LBBL Herren / Rückblick auf die Saison: Kurios, Favoritensterben und Bobby Melcher
Es war eine kuriose Meisterschaftssaison 2021/22, die am Samstagabend mit dem Titelgewinn der Amicale Steinsel endete. Am Ende setzte sich der Siebte der regulären Saison gegen den Achten durch, ein Novum im luxemburgischen Basketball, genauso wie die Tatsache, dass fünf Spiele in der Finalserie herhalten mussten, um den Meister zu küren. Das Tageblatt blickt nachfolgend auf die gerade abgelaufene Saison zurück, auf die Spieler, die Eindruck hinterlassen haben, und die größten Enttäuschungen.

---+---

Aufgaben:
- 1) Welche Mannschaft gewann laut dem Artikel über die Basketballsaison den Meistertitel 2021/22?
- 2) Gib aus dem Artikel den Wortlaut zwischen „LBBL Herren /“ und „die größten Enttäuschungen.“ einschließlich unverändert wieder.

Angezeigte Einträge:

---+---

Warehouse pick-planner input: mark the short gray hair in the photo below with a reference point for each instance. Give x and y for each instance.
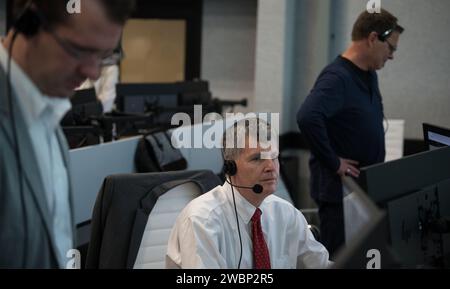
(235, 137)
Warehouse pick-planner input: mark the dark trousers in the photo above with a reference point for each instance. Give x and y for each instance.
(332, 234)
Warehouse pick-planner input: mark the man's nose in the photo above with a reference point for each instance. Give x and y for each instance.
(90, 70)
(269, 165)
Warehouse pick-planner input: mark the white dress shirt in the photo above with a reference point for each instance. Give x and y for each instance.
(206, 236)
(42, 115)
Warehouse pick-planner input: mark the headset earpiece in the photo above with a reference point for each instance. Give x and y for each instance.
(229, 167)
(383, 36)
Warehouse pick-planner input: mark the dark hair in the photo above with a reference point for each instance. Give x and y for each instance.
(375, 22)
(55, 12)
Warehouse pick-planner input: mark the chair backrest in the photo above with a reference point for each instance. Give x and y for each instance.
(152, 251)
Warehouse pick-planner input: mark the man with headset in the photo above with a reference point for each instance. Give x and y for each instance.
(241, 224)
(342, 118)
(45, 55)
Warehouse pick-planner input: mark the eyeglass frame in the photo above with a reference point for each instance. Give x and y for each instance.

---+---

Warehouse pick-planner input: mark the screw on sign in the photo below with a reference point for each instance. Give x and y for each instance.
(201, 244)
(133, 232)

---+---

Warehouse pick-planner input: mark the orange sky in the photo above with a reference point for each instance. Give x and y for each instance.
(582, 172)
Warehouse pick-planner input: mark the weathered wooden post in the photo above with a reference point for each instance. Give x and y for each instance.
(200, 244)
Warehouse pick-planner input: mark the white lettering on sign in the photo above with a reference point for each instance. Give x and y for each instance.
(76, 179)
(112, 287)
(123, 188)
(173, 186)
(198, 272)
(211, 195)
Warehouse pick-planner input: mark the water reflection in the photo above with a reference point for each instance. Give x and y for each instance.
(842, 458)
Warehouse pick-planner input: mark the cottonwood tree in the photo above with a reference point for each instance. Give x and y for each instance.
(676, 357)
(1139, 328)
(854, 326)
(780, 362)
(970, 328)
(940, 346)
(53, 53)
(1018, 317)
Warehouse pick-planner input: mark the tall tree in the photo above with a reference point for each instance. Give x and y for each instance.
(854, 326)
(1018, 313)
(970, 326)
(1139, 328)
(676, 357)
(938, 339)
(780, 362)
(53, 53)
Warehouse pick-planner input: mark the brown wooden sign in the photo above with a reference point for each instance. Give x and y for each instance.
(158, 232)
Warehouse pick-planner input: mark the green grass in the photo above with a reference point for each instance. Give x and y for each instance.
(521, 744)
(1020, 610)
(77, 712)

---+---

Lösungen:
- 1) Die Amicale Steinsel.

- 2)
LBBL Herren / Rückblick auf die Saison: Kurios, Favoritensterben und Bobby Melcher
Es war eine kuriose Meisterschaftssaison 2021/22, die am Samstagabend mit dem Titelgewinn der Amicale Steinsel endete. Am Ende setzte sich der Siebte der regulären Saison gegen den Achten durch, ein Novum im luxemburgischen Basketball, genauso wie die Tatsache, dass fünf Spiele in der Finalserie herhalten mussten, um den Meister zu küren. Das Tageblatt blickt nachfolgend auf die gerade abgelaufene Saison zurück, auf die Spieler, die Eindruck hinterlassen haben, und die größten Enttäuschungen.